EXTRACTED RECORDS ::
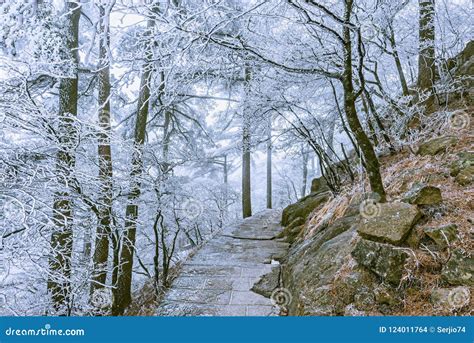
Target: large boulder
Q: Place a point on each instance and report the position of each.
(267, 283)
(303, 207)
(459, 270)
(450, 298)
(436, 145)
(384, 260)
(443, 235)
(391, 224)
(421, 194)
(319, 185)
(311, 268)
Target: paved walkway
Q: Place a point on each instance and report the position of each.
(216, 281)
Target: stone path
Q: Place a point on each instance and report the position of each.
(216, 281)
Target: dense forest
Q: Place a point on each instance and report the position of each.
(133, 131)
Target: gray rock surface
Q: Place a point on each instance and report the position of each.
(267, 283)
(459, 270)
(217, 280)
(387, 261)
(443, 235)
(436, 145)
(392, 224)
(421, 194)
(303, 207)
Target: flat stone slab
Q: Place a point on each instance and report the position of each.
(217, 280)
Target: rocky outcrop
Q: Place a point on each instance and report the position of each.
(310, 271)
(442, 236)
(450, 298)
(319, 185)
(384, 260)
(462, 169)
(421, 194)
(292, 230)
(303, 207)
(391, 225)
(267, 283)
(436, 145)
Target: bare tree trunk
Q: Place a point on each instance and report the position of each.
(372, 165)
(269, 163)
(246, 186)
(101, 252)
(304, 155)
(59, 284)
(122, 296)
(426, 59)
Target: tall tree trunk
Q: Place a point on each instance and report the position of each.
(101, 251)
(398, 63)
(371, 161)
(304, 155)
(426, 59)
(122, 296)
(269, 163)
(246, 126)
(59, 284)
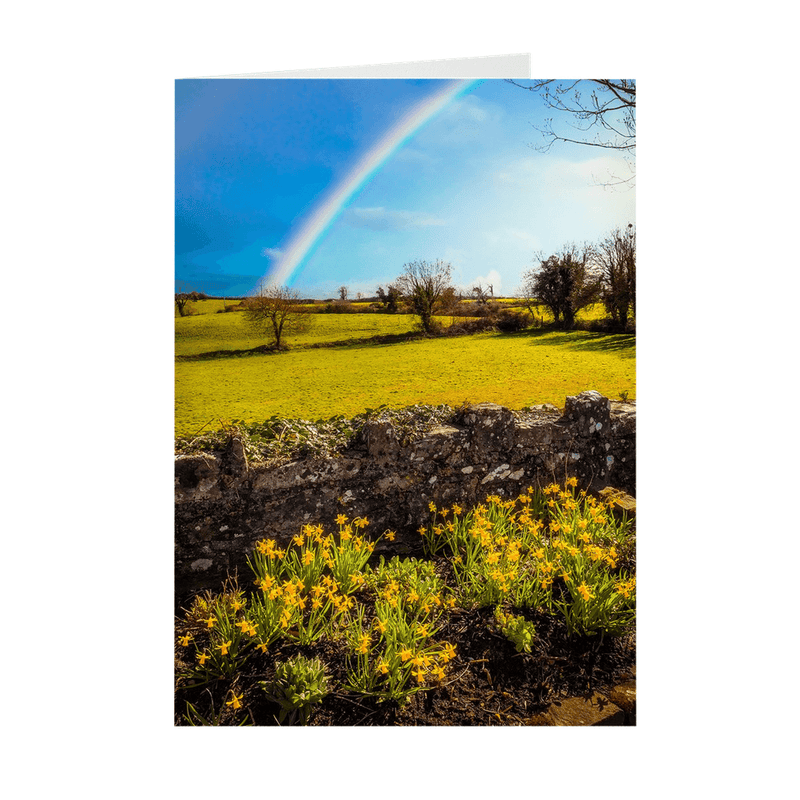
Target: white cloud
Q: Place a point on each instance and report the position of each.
(492, 278)
(384, 219)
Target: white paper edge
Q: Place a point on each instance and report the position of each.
(516, 65)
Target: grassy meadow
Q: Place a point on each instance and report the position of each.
(514, 370)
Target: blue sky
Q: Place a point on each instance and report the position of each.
(255, 157)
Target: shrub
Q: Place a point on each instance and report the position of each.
(512, 321)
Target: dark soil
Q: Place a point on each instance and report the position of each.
(488, 683)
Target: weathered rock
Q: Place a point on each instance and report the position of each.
(582, 711)
(621, 503)
(624, 696)
(223, 505)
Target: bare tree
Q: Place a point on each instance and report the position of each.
(183, 299)
(276, 311)
(615, 256)
(483, 294)
(425, 285)
(604, 112)
(565, 282)
(389, 297)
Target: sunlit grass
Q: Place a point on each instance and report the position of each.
(512, 370)
(211, 332)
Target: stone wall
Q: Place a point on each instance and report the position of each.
(223, 505)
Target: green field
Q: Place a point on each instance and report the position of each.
(209, 332)
(514, 370)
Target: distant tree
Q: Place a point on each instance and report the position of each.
(615, 257)
(565, 282)
(183, 300)
(389, 298)
(276, 311)
(483, 294)
(426, 286)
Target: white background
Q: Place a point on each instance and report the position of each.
(88, 401)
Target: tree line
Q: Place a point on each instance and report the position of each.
(563, 282)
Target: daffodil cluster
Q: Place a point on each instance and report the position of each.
(553, 550)
(395, 655)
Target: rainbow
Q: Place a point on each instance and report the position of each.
(304, 240)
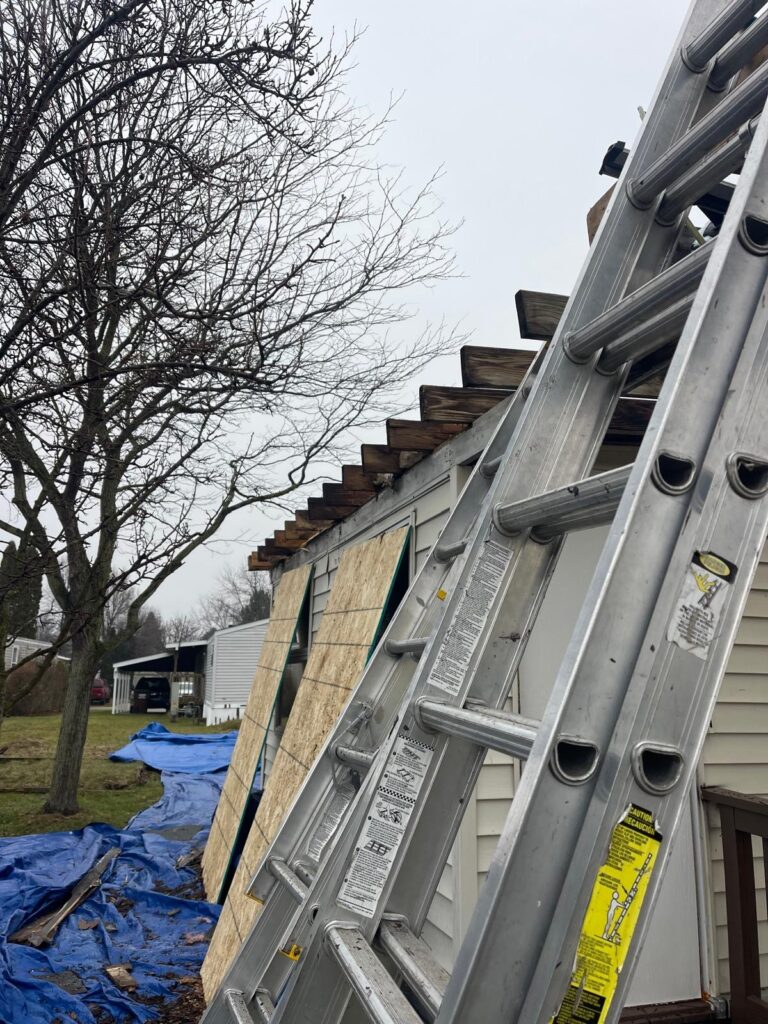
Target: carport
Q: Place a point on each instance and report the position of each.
(181, 664)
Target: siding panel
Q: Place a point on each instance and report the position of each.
(735, 754)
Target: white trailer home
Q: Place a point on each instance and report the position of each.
(230, 666)
(710, 926)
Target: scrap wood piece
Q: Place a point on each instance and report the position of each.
(420, 435)
(121, 975)
(348, 630)
(280, 638)
(190, 857)
(483, 366)
(41, 931)
(459, 404)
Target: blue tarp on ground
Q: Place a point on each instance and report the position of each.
(166, 751)
(146, 912)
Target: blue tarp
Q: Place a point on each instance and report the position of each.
(146, 912)
(166, 751)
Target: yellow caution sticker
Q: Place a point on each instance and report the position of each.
(611, 916)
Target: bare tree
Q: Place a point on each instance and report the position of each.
(239, 597)
(176, 629)
(200, 263)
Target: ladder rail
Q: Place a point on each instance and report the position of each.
(568, 409)
(733, 522)
(616, 594)
(323, 796)
(566, 459)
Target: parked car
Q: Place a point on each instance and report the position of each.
(152, 693)
(99, 691)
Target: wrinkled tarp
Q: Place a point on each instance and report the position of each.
(147, 912)
(193, 753)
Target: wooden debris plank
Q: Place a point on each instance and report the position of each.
(539, 313)
(348, 630)
(292, 543)
(458, 404)
(338, 494)
(281, 632)
(317, 508)
(42, 930)
(420, 435)
(272, 548)
(486, 367)
(266, 556)
(303, 520)
(379, 459)
(256, 564)
(356, 478)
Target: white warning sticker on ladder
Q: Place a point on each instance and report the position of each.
(470, 616)
(382, 834)
(702, 596)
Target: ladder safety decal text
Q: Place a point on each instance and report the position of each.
(702, 597)
(611, 916)
(470, 616)
(382, 834)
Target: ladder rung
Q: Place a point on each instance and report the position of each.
(415, 645)
(377, 992)
(500, 730)
(709, 172)
(738, 107)
(646, 338)
(415, 962)
(682, 279)
(353, 757)
(576, 506)
(446, 552)
(288, 879)
(739, 52)
(262, 1004)
(488, 469)
(238, 1008)
(721, 30)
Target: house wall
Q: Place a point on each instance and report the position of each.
(735, 756)
(20, 648)
(673, 965)
(231, 663)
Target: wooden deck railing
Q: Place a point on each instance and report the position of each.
(740, 818)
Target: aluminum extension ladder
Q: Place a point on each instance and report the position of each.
(348, 881)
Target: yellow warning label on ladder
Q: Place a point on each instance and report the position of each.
(611, 916)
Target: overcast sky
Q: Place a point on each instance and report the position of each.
(517, 101)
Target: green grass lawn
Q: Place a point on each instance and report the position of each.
(109, 792)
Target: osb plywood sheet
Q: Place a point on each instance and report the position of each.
(283, 622)
(347, 631)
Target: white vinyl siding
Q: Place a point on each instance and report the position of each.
(20, 648)
(230, 665)
(735, 756)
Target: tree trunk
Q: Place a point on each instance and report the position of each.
(86, 651)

TASK DETAILS :: Reproduce verbatim the lines of the listing above, from the line containing "Target: white vinyl siding" through the final line of the listing, both ends inclusive.

RIGHT ANSWER ::
Target: white vinyl siding
Q: Place a point on each instance and report the position of each.
(20, 648)
(230, 665)
(735, 756)
Target: tree trunk
Q: Place a point on each instance and report the position of each.
(86, 651)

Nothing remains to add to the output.